# Multivariate prediction models (no tree heuristics)

The multivariate experiments now live in their own notebook and focus on reporting the regularized/logistic models plus the forest-based ensembles (including the BRF track). The old decision-tree heuristics are intentionally omitted per the updated analysis plan.


## Dataset and design matrix

We reuse the persistence filter so the multivariate models are aligned with the univariate regressions.


In [None]:

from analysis_utils import (
    load_base_dataset,
    engineer_baseline_features,
    prepare_persistence_dataset,
    evaluate_multivariate_models,
)
from IPython.display import display


In [None]:

raw_df = load_base_dataset()
feature_df, feature_sets = engineer_baseline_features(raw_df)
persistence_df = prepare_persistence_dataset(feature_df, feature_sets["all_features"])
print(f"Design matrix shape: {persistence_df.shape}")

= = = =

Check your understanding:
- a) List every function the notebook excerpt imports from analysis_utils.
- b) Carry on the multivariate models notebook from its last code cell, writing what comes next.
The items that come next are separate material with no connection to the notebook excerpt.

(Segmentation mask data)
= = = =

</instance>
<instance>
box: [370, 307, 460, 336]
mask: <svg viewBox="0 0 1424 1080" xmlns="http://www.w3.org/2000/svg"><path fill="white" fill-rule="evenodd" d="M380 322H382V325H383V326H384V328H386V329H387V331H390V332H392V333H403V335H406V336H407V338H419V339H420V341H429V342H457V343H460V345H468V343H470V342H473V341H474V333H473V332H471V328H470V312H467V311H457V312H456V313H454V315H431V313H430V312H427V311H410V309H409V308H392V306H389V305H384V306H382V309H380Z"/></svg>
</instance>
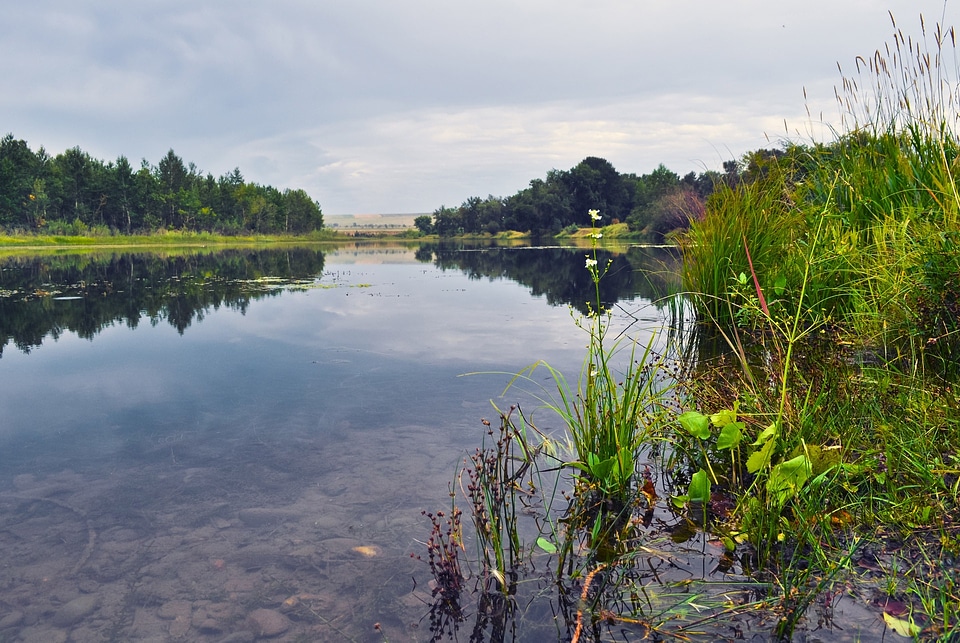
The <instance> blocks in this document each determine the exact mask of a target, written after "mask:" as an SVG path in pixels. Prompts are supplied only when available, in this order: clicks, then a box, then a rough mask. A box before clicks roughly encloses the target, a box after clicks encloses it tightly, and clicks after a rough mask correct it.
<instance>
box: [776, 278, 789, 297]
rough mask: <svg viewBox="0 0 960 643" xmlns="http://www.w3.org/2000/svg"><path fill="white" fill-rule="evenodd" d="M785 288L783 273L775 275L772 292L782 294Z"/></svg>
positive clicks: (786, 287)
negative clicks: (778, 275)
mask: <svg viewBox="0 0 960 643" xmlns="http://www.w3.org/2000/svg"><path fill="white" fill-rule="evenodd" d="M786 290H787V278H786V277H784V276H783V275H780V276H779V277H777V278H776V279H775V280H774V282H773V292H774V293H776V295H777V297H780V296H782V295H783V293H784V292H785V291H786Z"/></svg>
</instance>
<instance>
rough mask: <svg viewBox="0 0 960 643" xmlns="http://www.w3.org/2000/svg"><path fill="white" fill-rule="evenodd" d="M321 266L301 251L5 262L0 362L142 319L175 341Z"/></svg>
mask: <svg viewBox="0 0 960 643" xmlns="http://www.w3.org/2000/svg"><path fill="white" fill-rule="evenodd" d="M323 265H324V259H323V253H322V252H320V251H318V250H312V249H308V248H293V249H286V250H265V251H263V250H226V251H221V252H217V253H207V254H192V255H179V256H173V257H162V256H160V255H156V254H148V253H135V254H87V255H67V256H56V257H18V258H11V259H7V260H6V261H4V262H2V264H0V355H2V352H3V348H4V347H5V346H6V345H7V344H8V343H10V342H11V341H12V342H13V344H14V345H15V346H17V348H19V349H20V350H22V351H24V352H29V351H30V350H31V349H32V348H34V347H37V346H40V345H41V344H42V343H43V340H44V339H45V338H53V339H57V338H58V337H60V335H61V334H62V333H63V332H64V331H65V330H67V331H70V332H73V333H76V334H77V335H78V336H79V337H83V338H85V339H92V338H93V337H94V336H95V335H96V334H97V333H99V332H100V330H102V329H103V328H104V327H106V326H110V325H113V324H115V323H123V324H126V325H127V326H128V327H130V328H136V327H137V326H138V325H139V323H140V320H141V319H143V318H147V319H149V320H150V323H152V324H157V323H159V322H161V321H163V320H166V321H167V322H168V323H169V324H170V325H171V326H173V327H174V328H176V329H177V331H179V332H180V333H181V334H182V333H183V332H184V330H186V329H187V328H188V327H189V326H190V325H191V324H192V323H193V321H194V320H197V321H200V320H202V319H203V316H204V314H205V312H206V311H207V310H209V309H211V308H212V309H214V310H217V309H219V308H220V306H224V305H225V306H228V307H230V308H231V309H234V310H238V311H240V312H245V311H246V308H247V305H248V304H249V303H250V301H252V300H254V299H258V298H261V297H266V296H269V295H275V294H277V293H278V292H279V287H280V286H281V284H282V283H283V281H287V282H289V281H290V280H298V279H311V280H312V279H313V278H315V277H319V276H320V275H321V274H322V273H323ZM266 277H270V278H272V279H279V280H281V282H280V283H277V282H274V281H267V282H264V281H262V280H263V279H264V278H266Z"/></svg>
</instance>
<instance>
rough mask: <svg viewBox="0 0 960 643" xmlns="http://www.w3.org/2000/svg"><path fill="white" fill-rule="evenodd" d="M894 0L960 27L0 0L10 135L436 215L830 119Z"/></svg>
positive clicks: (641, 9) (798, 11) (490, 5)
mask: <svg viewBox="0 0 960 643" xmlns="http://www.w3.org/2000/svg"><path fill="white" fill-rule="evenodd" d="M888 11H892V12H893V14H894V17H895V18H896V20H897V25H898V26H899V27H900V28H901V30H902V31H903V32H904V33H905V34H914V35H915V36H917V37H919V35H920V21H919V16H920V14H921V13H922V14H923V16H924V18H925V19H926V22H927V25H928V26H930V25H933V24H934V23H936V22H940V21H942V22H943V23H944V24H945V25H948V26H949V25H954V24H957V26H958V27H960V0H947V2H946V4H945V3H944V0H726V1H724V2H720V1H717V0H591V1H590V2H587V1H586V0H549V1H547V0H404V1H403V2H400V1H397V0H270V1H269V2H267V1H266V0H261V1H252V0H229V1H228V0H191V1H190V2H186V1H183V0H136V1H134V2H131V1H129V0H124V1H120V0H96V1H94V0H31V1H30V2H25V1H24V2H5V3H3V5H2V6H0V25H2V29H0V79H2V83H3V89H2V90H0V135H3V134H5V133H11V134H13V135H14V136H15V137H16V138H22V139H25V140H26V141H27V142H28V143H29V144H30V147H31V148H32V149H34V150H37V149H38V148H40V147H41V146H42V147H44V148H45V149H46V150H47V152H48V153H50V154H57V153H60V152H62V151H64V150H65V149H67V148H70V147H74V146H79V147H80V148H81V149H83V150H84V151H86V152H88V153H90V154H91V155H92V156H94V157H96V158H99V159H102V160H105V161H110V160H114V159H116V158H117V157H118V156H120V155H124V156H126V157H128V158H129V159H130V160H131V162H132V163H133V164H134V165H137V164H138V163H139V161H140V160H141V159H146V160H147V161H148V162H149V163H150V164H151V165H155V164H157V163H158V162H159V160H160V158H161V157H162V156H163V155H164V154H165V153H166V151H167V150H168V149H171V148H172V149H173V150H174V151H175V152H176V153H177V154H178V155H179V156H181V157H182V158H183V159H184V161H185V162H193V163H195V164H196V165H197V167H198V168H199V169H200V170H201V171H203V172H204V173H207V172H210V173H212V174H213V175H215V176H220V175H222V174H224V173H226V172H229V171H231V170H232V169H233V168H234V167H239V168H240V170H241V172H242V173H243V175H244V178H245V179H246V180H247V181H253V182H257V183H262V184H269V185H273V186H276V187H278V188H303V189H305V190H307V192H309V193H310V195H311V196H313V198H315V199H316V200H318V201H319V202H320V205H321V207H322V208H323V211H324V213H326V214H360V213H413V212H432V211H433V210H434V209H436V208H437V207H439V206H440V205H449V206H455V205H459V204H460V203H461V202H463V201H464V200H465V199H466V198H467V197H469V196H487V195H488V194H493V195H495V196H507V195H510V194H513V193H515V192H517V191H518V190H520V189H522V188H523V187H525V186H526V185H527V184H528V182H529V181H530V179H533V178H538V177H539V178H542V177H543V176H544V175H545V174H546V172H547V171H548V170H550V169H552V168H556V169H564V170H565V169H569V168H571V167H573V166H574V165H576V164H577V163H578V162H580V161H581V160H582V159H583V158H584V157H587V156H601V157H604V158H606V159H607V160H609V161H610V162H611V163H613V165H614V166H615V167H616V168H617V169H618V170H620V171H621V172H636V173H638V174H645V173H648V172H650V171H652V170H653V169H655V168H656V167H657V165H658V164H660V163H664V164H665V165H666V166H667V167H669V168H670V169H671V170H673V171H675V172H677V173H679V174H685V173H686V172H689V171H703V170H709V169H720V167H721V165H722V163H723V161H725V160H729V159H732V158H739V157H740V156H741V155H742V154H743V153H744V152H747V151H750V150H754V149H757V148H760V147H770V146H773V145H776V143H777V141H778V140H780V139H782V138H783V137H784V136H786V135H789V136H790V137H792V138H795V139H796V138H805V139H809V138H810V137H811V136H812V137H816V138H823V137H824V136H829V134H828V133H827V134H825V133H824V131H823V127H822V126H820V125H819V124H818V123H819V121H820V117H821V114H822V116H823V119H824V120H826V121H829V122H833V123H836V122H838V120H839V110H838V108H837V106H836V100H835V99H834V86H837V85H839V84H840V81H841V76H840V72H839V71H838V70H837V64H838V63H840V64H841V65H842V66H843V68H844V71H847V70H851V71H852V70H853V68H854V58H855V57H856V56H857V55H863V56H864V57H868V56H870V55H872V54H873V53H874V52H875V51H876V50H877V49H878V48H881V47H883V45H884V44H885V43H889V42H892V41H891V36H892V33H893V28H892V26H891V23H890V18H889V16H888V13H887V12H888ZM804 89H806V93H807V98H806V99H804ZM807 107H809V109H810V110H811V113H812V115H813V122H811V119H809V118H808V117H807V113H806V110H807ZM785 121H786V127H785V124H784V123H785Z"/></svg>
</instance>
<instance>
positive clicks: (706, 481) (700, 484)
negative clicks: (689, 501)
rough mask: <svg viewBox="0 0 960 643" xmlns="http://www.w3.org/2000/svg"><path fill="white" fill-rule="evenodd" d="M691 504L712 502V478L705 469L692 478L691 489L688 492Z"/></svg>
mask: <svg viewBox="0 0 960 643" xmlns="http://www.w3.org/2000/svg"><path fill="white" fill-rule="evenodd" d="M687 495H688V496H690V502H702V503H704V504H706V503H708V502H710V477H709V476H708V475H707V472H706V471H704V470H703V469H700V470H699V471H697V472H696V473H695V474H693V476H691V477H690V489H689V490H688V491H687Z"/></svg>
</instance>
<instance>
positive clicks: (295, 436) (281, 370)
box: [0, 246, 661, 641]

= = = =

Answers given:
- a) load_base_dataset, engineer_baseline_features, prepare_persistence_dataset, evaluate_multivariate_models

- b)
## Model comparison summary

Each pipeline uses stratified 5-fold cross-validation and reports ROC-AUC, PR-AUC, balanced accuracy, F1, and accuracy. The BRF implementation uses the in-repo helper class so we no longer depend on the Colab-only imbalanced-learn install.


In [None]:

metrics_df, feature_tables = evaluate_multivariate_models(
    persistence_df,
    feature_sets["all_features"],
    target_col="aan_persistence",
)
print("Cross-validated metrics:")
display(metrics_df)


## Feature importance snapshots

Tree-based models expose feature importances. This cell surfaces the top signals per model so we can track stability between BRF and the vanilla random forest.


In [None]:

for model_name, table in feature_tables.items():
    print(f"
Top features for {model_name}")
    display(table.head(20))